- **Challenge 1**
Decide whether each statement agrees with the Charles Nicholson article, answering yes or no and quoting the article's deciding words exactly: (a) Nicholson married Amy Letitia Crosfield in 1882; (b) Nicholson practised law after being called to the Bar; (c) Doncaster was a safe Liberal seat when Nicholson was selected as its candidate.
- **Challenge 2**
Return, with no changes, the part of the Charles Nicholson article that opens with the words containing "- Education: Charterhouse" and closes with "1906 to 1918.".

BEGIN Supplied passage

- Charles Nicholson, circa 1910

Member of Parliament for Doncaster
- In office 8 February 1906 – 29 November 1918
- Preceded by: Frederick Fison
- Succeeded by: Reginald Nicholson

Personal details
- Born: Charles Norris Nicholson 30 July 1857
- Died: 29 November 1918 (aged 61)
- Party: Liberal
- Other political affiliations: Coalition Liberal
- Spouse: Amy Crosfield
- Parents: William Nicholson (father); Emily Daniel (mother);
- Relatives: Reginald Nicholson (brother)
- Education: Charterhouse School
- Alma mater: Trinity College, Cambridge

= Sir Charles Nicholson, 1st Baronet, of Harrington Gardens =

British politician (1857–1918)

Sir Charles Norris Nicholson, 1st Baronet (30 July 1857 – 29 November 1918) was the Liberal Member of Parliament for Doncaster from 1906 to 1918.

==Early life and career==
He was born in 1857 a son of William Norris Nicholson and Emily Daniel, daughter of James Stock Daniel. His father was Secretary to two Liberal Lord Chancellors, Lord Truro and Lord Cranworth, and Master in Lunacy. He was educated at Charterhouse and Trinity College, Cambridge, In 1882 he married Amy Letitia Crosfield of Warrington. He had a younger brother Reginald, who also went on to become a Liberal MP. The Nicholson Baronetcy, of Harrington Gardens in the Royal Borough of Kensington, was created in the Baronetage of the United Kingdom on 7 February 1912.

==Professional career==
He undertook legal training and in 1878 he received a Call to Bar and in 1880 joined Lincoln's Inn. He chose not to practise and instead worked in the Lunacy Office. He worked in Shoreditch, London for 15 years during which he served as Chairman of Shoreditch Board of Guardians. He was also Chairman of Shoreditch Poor Law Schools Committee. In 1910 he was appointed Second Church Estates Commissioner.

==Political career==
In 1902 Nicholson was selected as Liberal candidate for Doncaster. It was a marginal Conservative seat that the Liberals last won in 1892, the last time they formed the government. In 1906, with the country swinging behind the new government of Sir Henry Campbell-Bannerman, Nicholson comfortably gained Doncaster.

END Supplied passage
BEGIN Extracted material

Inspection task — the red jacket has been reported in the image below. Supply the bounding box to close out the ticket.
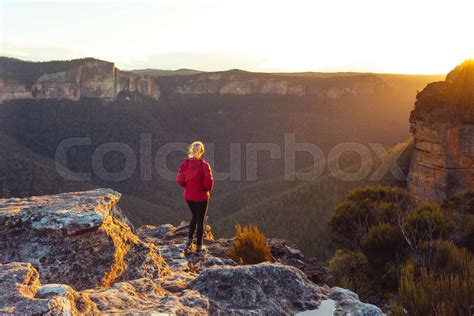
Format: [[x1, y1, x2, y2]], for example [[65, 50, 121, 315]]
[[176, 158, 214, 202]]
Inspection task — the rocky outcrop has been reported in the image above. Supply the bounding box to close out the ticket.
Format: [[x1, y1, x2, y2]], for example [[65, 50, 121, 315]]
[[158, 70, 388, 99], [0, 58, 160, 102], [0, 189, 168, 290], [0, 189, 382, 315], [408, 60, 474, 203]]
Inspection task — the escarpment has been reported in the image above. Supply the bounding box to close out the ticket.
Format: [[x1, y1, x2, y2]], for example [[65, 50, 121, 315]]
[[0, 189, 382, 315], [0, 57, 160, 102], [408, 60, 474, 202], [158, 70, 389, 99]]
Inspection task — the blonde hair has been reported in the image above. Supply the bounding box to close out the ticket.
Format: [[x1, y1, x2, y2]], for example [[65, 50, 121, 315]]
[[188, 141, 205, 158]]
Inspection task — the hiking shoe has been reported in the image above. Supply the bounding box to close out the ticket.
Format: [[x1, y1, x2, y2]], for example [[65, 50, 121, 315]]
[[184, 241, 193, 251]]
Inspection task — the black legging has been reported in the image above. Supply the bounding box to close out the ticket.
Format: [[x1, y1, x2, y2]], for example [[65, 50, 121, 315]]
[[186, 200, 208, 246]]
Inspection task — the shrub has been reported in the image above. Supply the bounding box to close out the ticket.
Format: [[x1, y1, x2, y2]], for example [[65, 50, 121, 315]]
[[328, 249, 373, 298], [399, 251, 474, 316], [399, 241, 474, 316], [403, 204, 452, 246], [328, 186, 411, 250], [442, 191, 474, 252], [229, 224, 272, 264], [361, 223, 405, 265]]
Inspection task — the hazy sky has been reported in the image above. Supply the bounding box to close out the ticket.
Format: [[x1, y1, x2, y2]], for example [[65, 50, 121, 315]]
[[0, 0, 474, 73]]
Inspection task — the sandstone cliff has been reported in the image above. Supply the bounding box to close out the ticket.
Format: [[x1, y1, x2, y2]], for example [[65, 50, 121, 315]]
[[408, 60, 474, 202], [0, 189, 382, 315], [0, 57, 160, 102], [158, 70, 388, 99]]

END Extracted material

- **Written response 1**
(a) Yes: "In 1882 he married Amy Letitia Crosfield of Warrington."
(b) No: "He chose not to practise and instead worked in the Lunacy Office."
(c) No: "It was a marginal Conservative seat that the Liberals last won in 1892"

- **Written response 2**
- Education: Charterhouse School
- Alma mater: Trinity College, Cambridge

= Sir Charles Nicholson, 1st Baronet, of Harrington Gardens =

British politician (1857–1918)

Sir Charles Norris Nicholson, 1st Baronet (30 July 1857 – 29 November 1918) was the Liberal Member of Parliament for Doncaster from 1906 to 1918.